(TEXT SEGMENT)

How to Avoid Misunderstandings When an SNT Is Part of a Personal Injury Settlement

Too often families have unrealistic expectations with regard to personal injury settlements that incorporate a special needs trust (SNT). In such cases, it’s advisable to involve a special needs attorney as early as possible so that all parties understand what is permitted by public benefits regulations.

A special needs trust (SNT) is a legal agreement through which someone places money or property into the hands of a trustee, who will hold and manage those assets for the benefit of a beneficiary with disabilities.  SNTs primarily serve two purposes. If the beneficiary is unable to effectively handle assets on their own, an SNT enables the assets to be managed on their behalf by a trustee. In addition, if the SNT is properly drafted and administered, the assets that it holds will not affect the beneficiary’s eligibility for means-tested programs such as Medicaid and SSI (Supplemental Security Income).

The trustee controls the SNT and is responsible for all investment decisions and distributions, although he/she may seek advice about the beneficiary’s needs from the individual’s family or a professional care manager. The trustee’s role requires a thorough understanding of the rules governing public benefits in order to spend trust money in a manner that protects the beneficiary’s eligibility.  This includes the requirement that funds are to be used for the sole benefit of the beneficiary, not other family members.

Since most SNTs must provide accountings to the state Medicaid agency or the court to ensure that distributions are in order, the trustee must maintain good records of all receipts and payments. Sometimes the trustee must get approval from the court or a review committee for disbursements above a certain dollar limit.  

Trustees do not give funds directly to the beneficiary, since that would be considered income by Medicaid and SSI and could affect eligibility for those programs.  And rather than making distributions to other family members, the trustee usually pays vendors directly on behalf of the beneficiary.

When families understand how an SNT must be administered in order to protect the beneficiary’s eligibility for important government benefits it can avoid both disappointment and conflict.

(End TEXT SEGMENT)
(INFORMATION SHOWN)

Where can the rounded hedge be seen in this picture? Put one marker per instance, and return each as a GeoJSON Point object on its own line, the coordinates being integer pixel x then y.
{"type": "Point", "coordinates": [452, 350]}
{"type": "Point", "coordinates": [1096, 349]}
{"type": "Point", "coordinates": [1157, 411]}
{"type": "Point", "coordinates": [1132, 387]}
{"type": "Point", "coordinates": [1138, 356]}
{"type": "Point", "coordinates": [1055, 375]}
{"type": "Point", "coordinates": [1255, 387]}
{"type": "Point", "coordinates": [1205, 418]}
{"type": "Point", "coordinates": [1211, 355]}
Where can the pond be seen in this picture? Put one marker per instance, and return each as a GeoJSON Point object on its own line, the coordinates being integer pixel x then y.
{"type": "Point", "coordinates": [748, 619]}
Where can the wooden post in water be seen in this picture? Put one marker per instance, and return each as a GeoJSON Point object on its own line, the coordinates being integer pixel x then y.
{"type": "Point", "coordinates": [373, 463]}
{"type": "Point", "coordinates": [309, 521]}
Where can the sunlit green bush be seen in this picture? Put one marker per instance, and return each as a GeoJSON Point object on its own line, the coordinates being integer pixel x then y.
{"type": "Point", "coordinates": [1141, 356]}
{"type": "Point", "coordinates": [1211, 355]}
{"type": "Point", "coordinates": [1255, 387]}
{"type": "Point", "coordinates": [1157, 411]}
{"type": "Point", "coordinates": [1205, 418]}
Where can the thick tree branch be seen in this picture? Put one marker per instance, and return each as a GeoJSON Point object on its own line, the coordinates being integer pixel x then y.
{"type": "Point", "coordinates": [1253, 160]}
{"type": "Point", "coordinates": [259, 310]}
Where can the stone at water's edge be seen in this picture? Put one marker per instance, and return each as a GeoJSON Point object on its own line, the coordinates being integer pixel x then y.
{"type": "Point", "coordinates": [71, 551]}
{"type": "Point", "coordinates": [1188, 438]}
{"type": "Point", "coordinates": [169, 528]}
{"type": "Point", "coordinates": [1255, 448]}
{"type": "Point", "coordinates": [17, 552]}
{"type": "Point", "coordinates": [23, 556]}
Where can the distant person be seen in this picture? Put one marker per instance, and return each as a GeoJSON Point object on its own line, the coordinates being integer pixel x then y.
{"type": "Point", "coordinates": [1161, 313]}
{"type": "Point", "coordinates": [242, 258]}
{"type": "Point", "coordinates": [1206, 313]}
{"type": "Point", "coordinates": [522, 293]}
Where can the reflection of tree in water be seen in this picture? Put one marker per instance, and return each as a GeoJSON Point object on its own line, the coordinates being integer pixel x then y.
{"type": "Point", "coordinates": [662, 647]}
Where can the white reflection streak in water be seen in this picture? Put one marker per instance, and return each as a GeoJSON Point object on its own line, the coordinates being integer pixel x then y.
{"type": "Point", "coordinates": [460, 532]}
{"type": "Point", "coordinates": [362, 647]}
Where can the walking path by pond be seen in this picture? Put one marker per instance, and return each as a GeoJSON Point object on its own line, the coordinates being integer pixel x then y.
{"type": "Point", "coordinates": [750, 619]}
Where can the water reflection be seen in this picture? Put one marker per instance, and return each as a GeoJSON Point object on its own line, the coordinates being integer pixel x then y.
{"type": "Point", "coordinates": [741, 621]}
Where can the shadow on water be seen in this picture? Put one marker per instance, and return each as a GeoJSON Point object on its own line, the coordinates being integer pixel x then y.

(End INFORMATION SHOWN)

EXERCISE REQUIREMENTS –
1 > Answer these questions from the text on special needs trusts.
(a) Which means-tested programs does it name?
(b) From whom may the trustee seek advice about the beneficiary's needs?
(c) To whom must most SNTs provide accountings?
2 > In the text on special needs trusts, rewrite the paragraph beginning "A special needs trust (SNT) is a legal agreement" as a short list that keeps its main facts.

LIST OF SOLUTIONS –
1 >
(a) Medicaid and SSI (Supplemental Security Income).
(b) The individual's family or a professional care manager.
(c) The state Medicaid agency or the court.

2 >
- An SNT is a legal agreement in which someone places money or property with a trustee, who holds and manages those assets for a beneficiary with disabilities.
- It lets a trustee manage the assets when the beneficiary cannot handle them effectively.
- If the SNT is properly drafted and administered, its assets do not affect the beneficiary's eligibility for means-tested programs such as Medicaid and SSI.